(AUFGABENSTELLUNG):
- A) Aktualisiere die Stelle im Text über die französische Linke zwischen "Eigentlich müßte die" und "auf 23 Prozent.", beides eingeschlossen, indem du "Wirtschaftsdaten" durch "Konjunkturdaten" ersetzt.
- B) Schreib den Text über die französische Linke im Anschluss an seinen letzten Satz weiter.

Eigentlich müßte die Linke mit einem solchen Präsidenten leichtes Spiel haben: Nicolas Sarkozy kommt seit Monaten nicht aus den schlechten Umfragen heraus, sein Kabinett besteht aus Skandalministern, die schon nach wenigen Monaten ausgetauscht werden müssen, die Arbeitslosenzahlen sind hoch und die Wirtschaftsdaten miserabel. Dennoch hat er eine reelle Chance, im Mai nächsten Jahres wiedergewählt zu werden – mit vernehmlichem Zähneknirschen der Wählerinnen und Wähler. Schlimmstes Szenario: Ähnlich wie 2002 scheidet der sozialistische Kandidat im ersten Wahlgang aus. Sarkozys Gegenkandidatin ist dann Marine Le Pen, die neue Vorsitzende des Front National. Sie kam in einer Internet-Umfrage Anfang März auf 23 Prozent.

Die Linke starrt seit 2007 auf Sarkozy wie das sprichwörtliche Kaninchen auf die Schlange. Damals gewann er mit einer plumpen Kampagne für Recht und Ordnung die Wahl und demütigte die Sozialisten, indem er einige prominente Genossen abwarb, die aus Angst vor drohender Bedeutungslosigkeit dankbar die angebotenen Posten übernahmen. Prominentestes Beispiel war Bernard Kouchner, der bis Ende 2010 Außenminister sein durfte. Nun sucht man verzweifelt nach dem genialen Schachzug, mit dem man den gerissenen Präsidenten schachmatt setzen könnte. Eine charismatische Persönlichkeit fehlt, ein zündendes Programm ebenso. Da die Auswirkungen der Globalisierung auch in Frankreich zu Deindustrialisierung und Arbeitslosigkeit führen, sehen viele das Heil in der »démondialisation« (Entglobalisierung), auch um den Preis der Aufkündigung der Solidarität mit der Dritten Welt. Ebenso werden der Erhalt und der Ausbau staatlicher Betriebe ins Auge gefaßt, bis hin zur (Wieder-)Verstaatlichung. Das Dumme ist nur, daß die extreme Rechte seit geraumer Zeit ähnliche Ideen hat …

»Die dümmste Linke der Welt?« titelte die Wochenzeitung Courrier International Anfang Januar und ließ 20 ausländische Journalisten zum Thema schreiben: »Kraftlos, gespalten, nur mit sich selbst beschäftigt, enttäuschend« war da durchweg zu lesen. Um den großen Traum von 1981 zu wiederholen, würde ein François Mitterrand gebraucht, der imstande ist, die verschiedenen linken Parteien und Strömungen in einer mächtigen linken Front zu vereinigen. Doch ein neuer Mitterrand ist nirgends zu sehen, dafür jede Menge Kandidaten, die sich als dessen Enkel ausgeben. Die sozialistische Partei ist seit der Niederlage 2007 in Flügelkämpfe verstrickt. Die beiden Frauen an der Spitze, Ségolène Royale (Präsidentschaftskandidatin 2007) und Martine Aubry (Parteichefin und Tochter von Jacques Delors), kämpfen mit allen Mitteln um die Gunst der Parteimitglieder. Auf dem Parteitag in Reims 2008 gab es nicht weniger als sechs verschiedene Gruppierungen mit phantasievollen Bezeichnungen, die allesamt der Partei ein neues Programm verpassen wollten. Seitdem hat sich nicht viel getan.

Auszug aus einem Datensatz:
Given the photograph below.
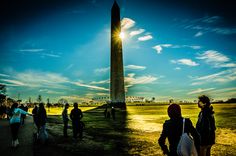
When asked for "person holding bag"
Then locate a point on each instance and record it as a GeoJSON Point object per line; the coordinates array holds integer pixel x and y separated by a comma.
{"type": "Point", "coordinates": [173, 128]}
{"type": "Point", "coordinates": [15, 121]}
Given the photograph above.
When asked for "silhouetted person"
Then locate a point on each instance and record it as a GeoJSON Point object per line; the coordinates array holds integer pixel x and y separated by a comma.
{"type": "Point", "coordinates": [22, 115]}
{"type": "Point", "coordinates": [206, 125]}
{"type": "Point", "coordinates": [113, 113]}
{"type": "Point", "coordinates": [172, 129]}
{"type": "Point", "coordinates": [42, 119]}
{"type": "Point", "coordinates": [76, 115]}
{"type": "Point", "coordinates": [35, 117]}
{"type": "Point", "coordinates": [65, 119]}
{"type": "Point", "coordinates": [15, 121]}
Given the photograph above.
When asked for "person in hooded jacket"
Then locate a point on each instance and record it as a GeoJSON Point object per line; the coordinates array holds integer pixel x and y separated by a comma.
{"type": "Point", "coordinates": [206, 125]}
{"type": "Point", "coordinates": [172, 129]}
{"type": "Point", "coordinates": [15, 120]}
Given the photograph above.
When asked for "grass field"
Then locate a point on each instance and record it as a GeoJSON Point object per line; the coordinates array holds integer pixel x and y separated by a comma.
{"type": "Point", "coordinates": [135, 132]}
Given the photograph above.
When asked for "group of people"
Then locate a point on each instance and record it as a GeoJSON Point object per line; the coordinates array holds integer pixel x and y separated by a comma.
{"type": "Point", "coordinates": [203, 134]}
{"type": "Point", "coordinates": [77, 125]}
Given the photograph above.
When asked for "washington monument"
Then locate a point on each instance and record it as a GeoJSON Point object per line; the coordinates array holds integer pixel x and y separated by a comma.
{"type": "Point", "coordinates": [117, 90]}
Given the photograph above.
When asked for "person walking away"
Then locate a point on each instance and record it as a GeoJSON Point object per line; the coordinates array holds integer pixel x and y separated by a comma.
{"type": "Point", "coordinates": [22, 115]}
{"type": "Point", "coordinates": [76, 115]}
{"type": "Point", "coordinates": [172, 129]}
{"type": "Point", "coordinates": [206, 125]}
{"type": "Point", "coordinates": [35, 117]}
{"type": "Point", "coordinates": [15, 121]}
{"type": "Point", "coordinates": [42, 118]}
{"type": "Point", "coordinates": [113, 113]}
{"type": "Point", "coordinates": [65, 119]}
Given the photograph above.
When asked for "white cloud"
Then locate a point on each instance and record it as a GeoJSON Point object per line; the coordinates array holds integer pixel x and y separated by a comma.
{"type": "Point", "coordinates": [177, 68]}
{"type": "Point", "coordinates": [131, 80]}
{"type": "Point", "coordinates": [198, 91]}
{"type": "Point", "coordinates": [213, 56]}
{"type": "Point", "coordinates": [145, 38]}
{"type": "Point", "coordinates": [136, 32]}
{"type": "Point", "coordinates": [220, 77]}
{"type": "Point", "coordinates": [69, 67]}
{"type": "Point", "coordinates": [216, 59]}
{"type": "Point", "coordinates": [100, 82]}
{"type": "Point", "coordinates": [50, 55]}
{"type": "Point", "coordinates": [14, 82]}
{"type": "Point", "coordinates": [166, 45]}
{"type": "Point", "coordinates": [135, 67]}
{"type": "Point", "coordinates": [4, 75]}
{"type": "Point", "coordinates": [187, 62]}
{"type": "Point", "coordinates": [31, 50]}
{"type": "Point", "coordinates": [102, 70]}
{"type": "Point", "coordinates": [158, 48]}
{"type": "Point", "coordinates": [127, 23]}
{"type": "Point", "coordinates": [198, 34]}
{"type": "Point", "coordinates": [90, 86]}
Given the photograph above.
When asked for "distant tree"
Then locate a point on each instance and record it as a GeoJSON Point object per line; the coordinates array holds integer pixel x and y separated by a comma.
{"type": "Point", "coordinates": [39, 99]}
{"type": "Point", "coordinates": [62, 102]}
{"type": "Point", "coordinates": [232, 100]}
{"type": "Point", "coordinates": [3, 89]}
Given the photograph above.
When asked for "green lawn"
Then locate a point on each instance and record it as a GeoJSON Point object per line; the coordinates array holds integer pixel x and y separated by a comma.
{"type": "Point", "coordinates": [135, 132]}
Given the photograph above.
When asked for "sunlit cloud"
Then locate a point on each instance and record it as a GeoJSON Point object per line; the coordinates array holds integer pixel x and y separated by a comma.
{"type": "Point", "coordinates": [216, 59]}
{"type": "Point", "coordinates": [101, 82]}
{"type": "Point", "coordinates": [199, 90]}
{"type": "Point", "coordinates": [134, 67]}
{"type": "Point", "coordinates": [102, 70]}
{"type": "Point", "coordinates": [31, 50]}
{"type": "Point", "coordinates": [198, 34]}
{"type": "Point", "coordinates": [177, 68]}
{"type": "Point", "coordinates": [136, 32]}
{"type": "Point", "coordinates": [220, 77]}
{"type": "Point", "coordinates": [127, 23]}
{"type": "Point", "coordinates": [145, 38]}
{"type": "Point", "coordinates": [131, 80]}
{"type": "Point", "coordinates": [13, 82]}
{"type": "Point", "coordinates": [4, 75]}
{"type": "Point", "coordinates": [158, 48]}
{"type": "Point", "coordinates": [69, 67]}
{"type": "Point", "coordinates": [187, 62]}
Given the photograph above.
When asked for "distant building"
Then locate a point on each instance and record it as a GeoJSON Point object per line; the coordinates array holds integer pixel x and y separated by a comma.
{"type": "Point", "coordinates": [104, 99]}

(ANTWORTEN DER REIHE):
- A)
Eigentlich müßte die Linke mit einem solchen Präsidenten leichtes Spiel haben: Nicolas Sarkozy kommt seit Monaten nicht aus den schlechten Umfragen heraus, sein Kabinett besteht aus Skandalministern, die schon nach wenigen Monaten ausgetauscht werden müssen, die Arbeitslosenzahlen sind hoch und die Konjunkturdaten miserabel. Dennoch hat er eine reelle Chance, im Mai nächsten Jahres wiedergewählt zu werden – mit vernehmlichem Zähneknirschen der Wählerinnen und Wähler. Schlimmstes Szenario: Ähnlich wie 2002 scheidet der sozialistische Kandidat im ersten Wahlgang aus. Sarkozys Gegenkandidatin ist dann Marine Le Pen, die neue Vorsitzende des Front National. Sie kam in einer Internet-Umfrage Anfang März auf 23 Prozent.

- B)
Bis zum 13. Juli läuft die sozialistische Kandidatenkür für die Präsidentschaft. Ségolène Royal hat sich schon beworben, sie will es ein zweites Mal probieren. Auch der beliebte Pariser Bürgermeister Delanoë wird kandidieren, sicherlich die Parteivorsitzende Martine Aubry, die Liste ist offen. Aber da gibt es auch noch DSK. Der derzeitige Präsident der Weltbank, Dominique Strauss-Kahn, hätte bei den Franzosen gute Chancen, Sarkozy zu ersetzen, aber bei den Parteimitgliedern ist er unbeliebt. Er könnte für die PS eine Art französischer Gerhard Schröder werden, ein Genosse der Bosse. Seinen Posten bei der Weltbank verdankt er Sarkozy, seine Sexaffären haben schon fast italienisches Format, und sein Plädoyer für eine spätere Rente steht nicht auf der sozialistischen Agenda. Doch 55 Prozent der Franzosen könnten sich Strauss-Kahn als Präsident vorstellen, nur 31 Prozent Martine Aubry, Ségolène Royale gar nur 25 Prozent. Der unheimliche DSK ist aber nicht nur bei den Sozialisten umstritten. Auch potentielle Bündnispartner würden sich kaum auf ihn einlassen.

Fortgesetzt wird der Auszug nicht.